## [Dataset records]

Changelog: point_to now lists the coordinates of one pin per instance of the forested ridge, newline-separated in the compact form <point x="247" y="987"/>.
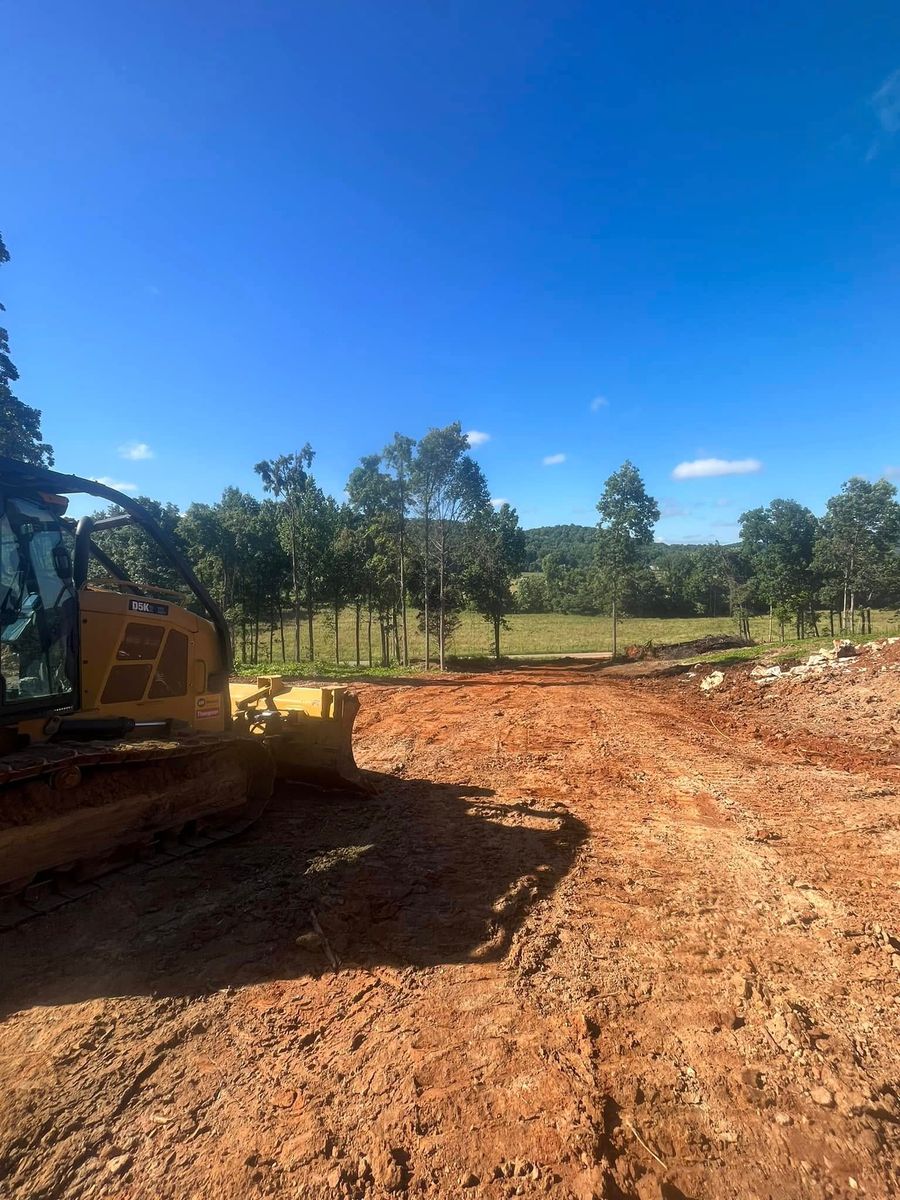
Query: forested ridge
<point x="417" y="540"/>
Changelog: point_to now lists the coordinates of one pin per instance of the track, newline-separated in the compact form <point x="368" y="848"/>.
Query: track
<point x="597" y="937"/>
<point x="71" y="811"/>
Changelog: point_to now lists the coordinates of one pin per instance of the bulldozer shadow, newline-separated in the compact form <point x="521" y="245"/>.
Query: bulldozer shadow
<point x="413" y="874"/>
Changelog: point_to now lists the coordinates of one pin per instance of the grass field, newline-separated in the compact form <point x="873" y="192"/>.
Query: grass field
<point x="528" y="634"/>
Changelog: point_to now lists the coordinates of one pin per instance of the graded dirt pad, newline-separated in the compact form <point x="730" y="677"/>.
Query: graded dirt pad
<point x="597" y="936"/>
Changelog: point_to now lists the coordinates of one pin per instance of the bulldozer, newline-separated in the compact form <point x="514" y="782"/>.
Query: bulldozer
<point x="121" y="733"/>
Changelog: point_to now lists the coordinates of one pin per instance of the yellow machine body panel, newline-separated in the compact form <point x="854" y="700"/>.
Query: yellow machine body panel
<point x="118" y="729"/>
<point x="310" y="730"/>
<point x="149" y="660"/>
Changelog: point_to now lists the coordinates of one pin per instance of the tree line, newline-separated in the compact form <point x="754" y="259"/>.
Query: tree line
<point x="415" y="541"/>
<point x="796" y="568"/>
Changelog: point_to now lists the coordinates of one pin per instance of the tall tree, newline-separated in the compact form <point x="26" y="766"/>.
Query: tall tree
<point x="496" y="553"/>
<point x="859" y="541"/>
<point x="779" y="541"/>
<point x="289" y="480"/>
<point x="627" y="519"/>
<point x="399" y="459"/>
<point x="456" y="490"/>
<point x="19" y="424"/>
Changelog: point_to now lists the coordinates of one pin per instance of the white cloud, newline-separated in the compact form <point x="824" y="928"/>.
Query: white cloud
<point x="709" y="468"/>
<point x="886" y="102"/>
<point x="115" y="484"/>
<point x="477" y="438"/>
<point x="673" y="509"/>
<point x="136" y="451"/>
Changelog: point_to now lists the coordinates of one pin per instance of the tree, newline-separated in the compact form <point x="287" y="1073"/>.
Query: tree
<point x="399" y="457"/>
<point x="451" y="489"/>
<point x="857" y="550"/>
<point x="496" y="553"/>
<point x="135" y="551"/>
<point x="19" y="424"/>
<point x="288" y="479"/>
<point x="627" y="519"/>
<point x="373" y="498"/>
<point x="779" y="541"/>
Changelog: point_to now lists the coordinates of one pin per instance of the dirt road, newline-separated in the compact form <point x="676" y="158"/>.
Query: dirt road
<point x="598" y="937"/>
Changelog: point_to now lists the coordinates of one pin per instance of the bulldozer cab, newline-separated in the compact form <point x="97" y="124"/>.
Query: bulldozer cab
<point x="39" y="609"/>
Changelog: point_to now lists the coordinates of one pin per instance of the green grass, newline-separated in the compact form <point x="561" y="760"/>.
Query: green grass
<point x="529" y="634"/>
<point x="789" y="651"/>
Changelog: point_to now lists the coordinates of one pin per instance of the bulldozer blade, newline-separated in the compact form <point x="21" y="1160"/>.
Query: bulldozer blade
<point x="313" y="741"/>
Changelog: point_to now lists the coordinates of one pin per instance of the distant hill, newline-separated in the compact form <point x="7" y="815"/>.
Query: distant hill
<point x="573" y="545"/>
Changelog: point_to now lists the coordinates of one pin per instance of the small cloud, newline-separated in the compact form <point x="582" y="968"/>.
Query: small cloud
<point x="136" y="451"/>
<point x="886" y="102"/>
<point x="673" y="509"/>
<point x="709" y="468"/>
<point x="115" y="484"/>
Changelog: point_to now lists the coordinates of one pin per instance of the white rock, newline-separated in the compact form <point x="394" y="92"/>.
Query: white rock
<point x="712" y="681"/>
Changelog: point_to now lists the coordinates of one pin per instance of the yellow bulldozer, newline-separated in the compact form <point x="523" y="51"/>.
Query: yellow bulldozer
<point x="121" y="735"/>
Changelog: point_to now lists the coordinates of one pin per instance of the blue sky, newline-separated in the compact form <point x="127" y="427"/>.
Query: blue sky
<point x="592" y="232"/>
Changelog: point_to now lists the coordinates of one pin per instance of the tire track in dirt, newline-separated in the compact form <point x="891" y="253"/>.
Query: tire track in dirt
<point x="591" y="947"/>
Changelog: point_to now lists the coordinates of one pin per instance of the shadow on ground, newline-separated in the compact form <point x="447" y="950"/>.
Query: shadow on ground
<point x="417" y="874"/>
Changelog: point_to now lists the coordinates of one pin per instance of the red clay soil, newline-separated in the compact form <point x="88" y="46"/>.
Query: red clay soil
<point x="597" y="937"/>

## [Problem description]
Print out the lines exactly, skipping any picture.

## [Output]
Changelog: point_to now lists the coordinates of one pin per instance of the forested ridge, newline-separated in the compact form <point x="247" y="987"/>.
Query: forested ridge
<point x="417" y="540"/>
Changelog: point_to now lists the coordinates of one pin per instance of the track, newline-separated in the compact form <point x="368" y="848"/>.
Query: track
<point x="597" y="937"/>
<point x="71" y="811"/>
Changelog: point_to now lists the coordinates of one pin per instance of the bulldozer shadow, newline-separated in the compact form <point x="521" y="245"/>.
Query: bulldozer shadow
<point x="413" y="874"/>
Changelog: point_to now lists the coordinates of one pin per instance of the grass field, newline-separated in the compact form <point x="873" y="192"/>.
Query: grass field
<point x="528" y="634"/>
Changelog: point_to now lists the coordinates of one pin per instance of the graded dirt pad, newline-separated in the compact form <point x="730" y="677"/>.
Query: graded dirt pad
<point x="597" y="936"/>
Changelog: point_to now lists the coordinates of one pin per instance of the bulldozer, newline-separated in the compact form <point x="514" y="782"/>.
Query: bulldozer
<point x="121" y="733"/>
Changelog: point_to now lists the coordinates of one pin per instance of the yellow machine body panel, newline-separated in the compact form <point x="854" y="700"/>.
Query: yellow machine body panel
<point x="118" y="729"/>
<point x="310" y="730"/>
<point x="149" y="660"/>
Changelog: point_to now lists the coordinates of one pin per instance of the tree line, newline-separated in the compact form <point x="754" y="259"/>.
Query: tree line
<point x="415" y="541"/>
<point x="796" y="568"/>
Changelog: point_to now lists the coordinates of one pin per instance of the tall tree, newline-separated in the compact form <point x="26" y="766"/>.
Query: tall tree
<point x="496" y="553"/>
<point x="859" y="541"/>
<point x="779" y="541"/>
<point x="289" y="480"/>
<point x="627" y="519"/>
<point x="399" y="459"/>
<point x="456" y="490"/>
<point x="19" y="424"/>
Changelog: point_to now lists the coordinates of one pin per instance of the white cloud, newline-separated in the compact form <point x="824" y="928"/>.
Query: white cloud
<point x="709" y="468"/>
<point x="886" y="102"/>
<point x="115" y="484"/>
<point x="477" y="438"/>
<point x="673" y="509"/>
<point x="136" y="451"/>
Changelog: point_to now lists the coordinates of one pin per instance of the tree, newline-separated in the compact form <point x="287" y="1073"/>.
Query: tree
<point x="399" y="457"/>
<point x="451" y="489"/>
<point x="857" y="550"/>
<point x="496" y="553"/>
<point x="135" y="551"/>
<point x="19" y="424"/>
<point x="288" y="479"/>
<point x="627" y="519"/>
<point x="373" y="498"/>
<point x="779" y="541"/>
Changelog: point_to now lists the coordinates of one pin per instance of the dirt road, newline-separated in the compact form <point x="676" y="158"/>.
Query: dirt road
<point x="598" y="937"/>
Changelog: point_to now lists the coordinates of one pin per instance of the bulldozer cab, newline-separated in the compact form <point x="97" y="124"/>.
Query: bulldozer cab
<point x="39" y="609"/>
Changelog: point_to now lists the coordinates of one pin per instance of the green grass, newline-separated in the compact form <point x="561" y="760"/>.
Query: green grass
<point x="529" y="634"/>
<point x="789" y="651"/>
Changelog: point_to now lists the coordinates of one pin per instance of the bulldozer blade, newline-separated in the compact form <point x="21" y="1160"/>.
Query: bulldozer blade
<point x="313" y="741"/>
Changelog: point_to now lists the coordinates of one pin per instance of the distant hill, newline-separated in the compact form <point x="7" y="815"/>.
Query: distant hill
<point x="573" y="545"/>
Changelog: point_to now lists the coordinates of one pin per instance of the small cloud, newline-separated in the compact form <point x="582" y="968"/>.
Query: small cloud
<point x="136" y="451"/>
<point x="886" y="102"/>
<point x="673" y="509"/>
<point x="709" y="468"/>
<point x="115" y="484"/>
Changelog: point_to now lists the coordinates of one pin per instance of the white rock, newline-separated in the compact form <point x="394" y="92"/>.
Query: white rock
<point x="712" y="681"/>
Changelog: point_to now lists the coordinates of one pin per instance of the yellow bulldozer, newline-separated in the compact form <point x="523" y="51"/>.
Query: yellow bulldozer
<point x="121" y="735"/>
Changelog: point_to now lists the coordinates of one pin per instance of the blue sky, newline-separated in the compact form <point x="127" y="427"/>.
Query: blue sky
<point x="592" y="232"/>
Changelog: point_to now lists the coordinates of one pin per instance of the tire track in dirt, newline-separated in the compact form <point x="891" y="253"/>.
Query: tire track in dirt
<point x="591" y="947"/>
Changelog: point_to now lists the coordinates of one pin per instance of the shadow on ground, newline-separated in the compact form <point x="447" y="950"/>.
Query: shadow on ground
<point x="417" y="874"/>
Changelog: point_to now lists the coordinates of one pin per instance of the red clay soil, newline-separated in the compact form <point x="88" y="46"/>.
Query: red clay soil
<point x="597" y="937"/>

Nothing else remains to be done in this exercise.